Page extract -
# # # # #

Member of the Wisconsin State Assembly from the La Crosse district
- In office January 1, 1862 – January 1, 1863
- Preceded by: Isaac E. Messmore (La Crosse and Monroe)
- Succeeded by: Enos M. Philips

Personal details
- Born: Thomas Benton Stoddard December 11, 1800 Canandaigua, New York, U.S.
- Died: February 24, 1876 (aged 75) La Crosse, Wisconsin, US.
- Resting place: Oak Grove Cemetery La Crosse, Wisconsin
- Party: Republican
- Education: Columbia University Yale University

= Thomas Benton Stoddard =

18th century American politician, 1st Mayor of La Crosse, Wisconsin

Thomas Benton Stoddard (December 11, 1800 – February 24, 1876) was an American lawyer and politician who served as the first mayor of La Crosse, Wisconsin.

== Early life and education ==
Born in Canandaigua, New York, Stoddard graduated from Columbia University and Yale University. He studied law under Aaron Burr.

== Career ==
In 1851, Stoddard moved to La Crosse, Wisconsin, and he was elected the first mayor of the city in 1856. In 1862, he served in the Wisconsin State Assembly.

The village of Stoddard, Wisconsin was named after Stoddard.

# # # # #

Activity list -
1. Answer these from the Stoddard biography:
(a) Under whom did Stoddard study law?
(b) What village was named after him?
(c) Where is he buried?
2. Copy the stretch of the Stoddard biography from "18th century American" through "La Crosse, Wisconsin." word for word.

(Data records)
# # # # #

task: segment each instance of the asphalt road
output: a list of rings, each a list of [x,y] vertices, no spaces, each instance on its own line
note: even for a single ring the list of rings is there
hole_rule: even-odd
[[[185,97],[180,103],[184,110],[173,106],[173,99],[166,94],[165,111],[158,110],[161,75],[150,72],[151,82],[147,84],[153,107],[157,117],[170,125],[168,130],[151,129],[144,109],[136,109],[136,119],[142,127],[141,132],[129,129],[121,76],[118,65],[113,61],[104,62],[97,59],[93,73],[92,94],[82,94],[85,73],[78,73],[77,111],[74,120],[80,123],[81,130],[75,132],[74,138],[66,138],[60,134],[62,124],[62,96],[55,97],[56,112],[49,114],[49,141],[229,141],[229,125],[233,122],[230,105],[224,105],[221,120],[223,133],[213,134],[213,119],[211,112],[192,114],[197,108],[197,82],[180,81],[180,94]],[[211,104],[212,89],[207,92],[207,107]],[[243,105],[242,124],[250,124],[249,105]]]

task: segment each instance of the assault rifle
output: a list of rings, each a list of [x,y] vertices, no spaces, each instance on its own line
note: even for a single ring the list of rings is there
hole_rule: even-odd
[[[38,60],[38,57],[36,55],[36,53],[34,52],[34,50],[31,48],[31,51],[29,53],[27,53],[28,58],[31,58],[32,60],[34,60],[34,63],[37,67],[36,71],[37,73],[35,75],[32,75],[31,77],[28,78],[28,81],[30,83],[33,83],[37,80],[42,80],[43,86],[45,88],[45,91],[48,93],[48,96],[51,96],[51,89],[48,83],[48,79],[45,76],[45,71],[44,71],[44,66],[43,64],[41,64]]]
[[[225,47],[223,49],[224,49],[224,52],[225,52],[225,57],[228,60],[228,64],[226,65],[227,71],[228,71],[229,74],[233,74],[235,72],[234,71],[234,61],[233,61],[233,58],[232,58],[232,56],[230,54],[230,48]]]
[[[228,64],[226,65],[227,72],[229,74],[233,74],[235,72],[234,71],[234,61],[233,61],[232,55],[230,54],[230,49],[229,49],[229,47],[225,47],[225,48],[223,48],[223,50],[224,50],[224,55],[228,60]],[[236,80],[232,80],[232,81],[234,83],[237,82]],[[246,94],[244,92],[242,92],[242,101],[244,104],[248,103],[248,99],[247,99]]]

# # # # #

Task solutions -
1.
(a) Aaron Burr
(b) Stoddard, Wisconsin
(c) Oak Grove Cemetery, La Crosse, Wisconsin

2.
18th century American politician, 1st Mayor of La Crosse, Wisconsin

Thomas Benton Stoddard (December 11, 1800 – February 24, 1876) was an American lawyer and politician who served as the first mayor of La Crosse, Wisconsin.